- _ESTRATTO DEL TESTO_
_ _ _

La seduzione II. – Potenza della musica: il canto di Fillide e l’inserzione lirica

I presupposti ci sono tutti, la primavera, la fanciulla discinta e il locus amoenus costituiscono una trappola cui nessuno potrebbe sfuggire e si tratta ormai di attirare la preda. Camminando per il giardino, Fillide intona quindi una canzone che mette in scena un incontro amoroso. Riprendiamo la citazione precedente, al fine di sottolineare lo stacco nella metrica:

S’en vait escorçant son bliaut,
Chantant basset, non mie halt:

“C’est la jus desoz l’olive
Or la voi venir, m’amie.
La fontaine i sort serie,
El glaiolai, desoz l’aunai
Or la voi, la voi, la voi,
La bele blonde: a li m’otroi”

poi, sollevandosi la veste slacciata,
comincia ad intonare a bassa voce:

È laggiù, sotto l’olivo,
ora la vedo, arriva la mia amica.

_ _ _

- _MATERIALE DI PARTENZA_
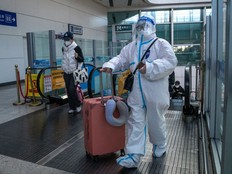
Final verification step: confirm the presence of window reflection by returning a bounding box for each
[173,9,201,22]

_ _ _

Riscrivi il passo del testo sul canto di Fillide a partire da "La seduzione II." e proseguendo fino a "voi venir, m’amie.", sostituendo "giardino" con "frutteto".

La seduzione II. – Potenza della musica: il canto di Fillide e l’inserzione lirica

I presupposti ci sono tutti, la primavera, la fanciulla discinta e il locus amoenus costituiscono una trappola cui nessuno potrebbe sfuggire e si tratta ormai di attirare la preda. Camminando per il frutteto, Fillide intona quindi una canzone che mette in scena un incontro amoroso. Riprendiamo la citazione precedente, al fine di sottolineare lo stacco nella metrica:

S’en vait escorçant son bliaut,
Chantant basset, non mie halt:

“C’est la jus desoz l’olive
Or la voi venir, m’amie.